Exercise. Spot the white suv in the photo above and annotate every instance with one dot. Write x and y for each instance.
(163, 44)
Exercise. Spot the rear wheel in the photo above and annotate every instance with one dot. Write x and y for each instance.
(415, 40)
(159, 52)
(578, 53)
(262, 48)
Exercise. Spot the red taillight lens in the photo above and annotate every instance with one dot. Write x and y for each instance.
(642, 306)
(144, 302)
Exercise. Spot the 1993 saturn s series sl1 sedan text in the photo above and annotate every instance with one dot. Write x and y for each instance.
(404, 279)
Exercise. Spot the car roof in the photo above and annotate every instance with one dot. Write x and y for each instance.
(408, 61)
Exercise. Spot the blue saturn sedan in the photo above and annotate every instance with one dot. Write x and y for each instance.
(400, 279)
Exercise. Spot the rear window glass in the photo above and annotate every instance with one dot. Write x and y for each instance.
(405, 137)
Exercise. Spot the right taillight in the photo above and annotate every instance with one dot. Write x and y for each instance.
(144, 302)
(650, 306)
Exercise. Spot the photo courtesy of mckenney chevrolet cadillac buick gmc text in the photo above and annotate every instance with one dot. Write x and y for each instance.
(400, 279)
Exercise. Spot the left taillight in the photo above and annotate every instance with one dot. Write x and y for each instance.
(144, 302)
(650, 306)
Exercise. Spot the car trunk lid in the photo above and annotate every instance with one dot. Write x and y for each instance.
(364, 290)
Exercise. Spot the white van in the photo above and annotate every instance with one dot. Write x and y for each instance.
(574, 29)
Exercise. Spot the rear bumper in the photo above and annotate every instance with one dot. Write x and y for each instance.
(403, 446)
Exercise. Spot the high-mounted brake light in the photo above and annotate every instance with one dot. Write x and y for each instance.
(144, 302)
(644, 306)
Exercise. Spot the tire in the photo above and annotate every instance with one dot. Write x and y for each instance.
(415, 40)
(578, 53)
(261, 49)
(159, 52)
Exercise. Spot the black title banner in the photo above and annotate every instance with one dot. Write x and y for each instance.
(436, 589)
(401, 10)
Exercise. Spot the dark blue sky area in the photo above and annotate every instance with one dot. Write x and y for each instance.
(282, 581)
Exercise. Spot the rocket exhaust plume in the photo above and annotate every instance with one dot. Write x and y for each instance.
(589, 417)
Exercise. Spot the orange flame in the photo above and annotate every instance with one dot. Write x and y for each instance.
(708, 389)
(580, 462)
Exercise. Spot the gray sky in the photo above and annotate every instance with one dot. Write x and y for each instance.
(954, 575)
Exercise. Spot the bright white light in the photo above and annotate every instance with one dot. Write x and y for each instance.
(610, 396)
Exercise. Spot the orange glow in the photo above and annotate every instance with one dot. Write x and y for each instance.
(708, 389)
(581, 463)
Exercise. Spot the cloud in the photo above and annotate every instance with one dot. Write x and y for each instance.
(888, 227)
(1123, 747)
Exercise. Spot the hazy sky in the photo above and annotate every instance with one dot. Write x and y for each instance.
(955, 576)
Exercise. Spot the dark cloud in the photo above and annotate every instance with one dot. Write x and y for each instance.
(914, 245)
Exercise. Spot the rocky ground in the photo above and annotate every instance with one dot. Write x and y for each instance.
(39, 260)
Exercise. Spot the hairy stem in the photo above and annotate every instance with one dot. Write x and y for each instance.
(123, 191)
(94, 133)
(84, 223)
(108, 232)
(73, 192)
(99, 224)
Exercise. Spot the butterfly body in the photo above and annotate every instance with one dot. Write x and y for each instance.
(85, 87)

SHORT EXERCISE => Rescale the stretch of material from the line containing "Exercise. Spot the hazy" through the end of the material. Repeat every line, requests included, but multiply each point coordinate in the answers by 0.5 and round it to a whole number, with halves rounding up.

ANSWER TO THIS PROBLEM =>
Exercise. Spot the hazy sky in the photo above and annotate every instance with one dot. Write x and y for each instance.
(478, 288)
Exercise. Spot the dark cloud in the photo above and annotate every instance with one dot. Write x and y for each instance.
(457, 123)
Exercise. Spot the rocky ground in the photo above and annotate every instance with one dot. Write x and y for each instance.
(20, 130)
Exercise. Spot the hairy stem in the photo above and annotate every instance with one dot. Write x and y for each instance.
(62, 96)
(47, 67)
(42, 112)
(54, 116)
(37, 96)
(50, 112)
Exercise. Spot the butterfly body in the photo above and annotate every instance with one dot. Write x and y for each instance.
(43, 44)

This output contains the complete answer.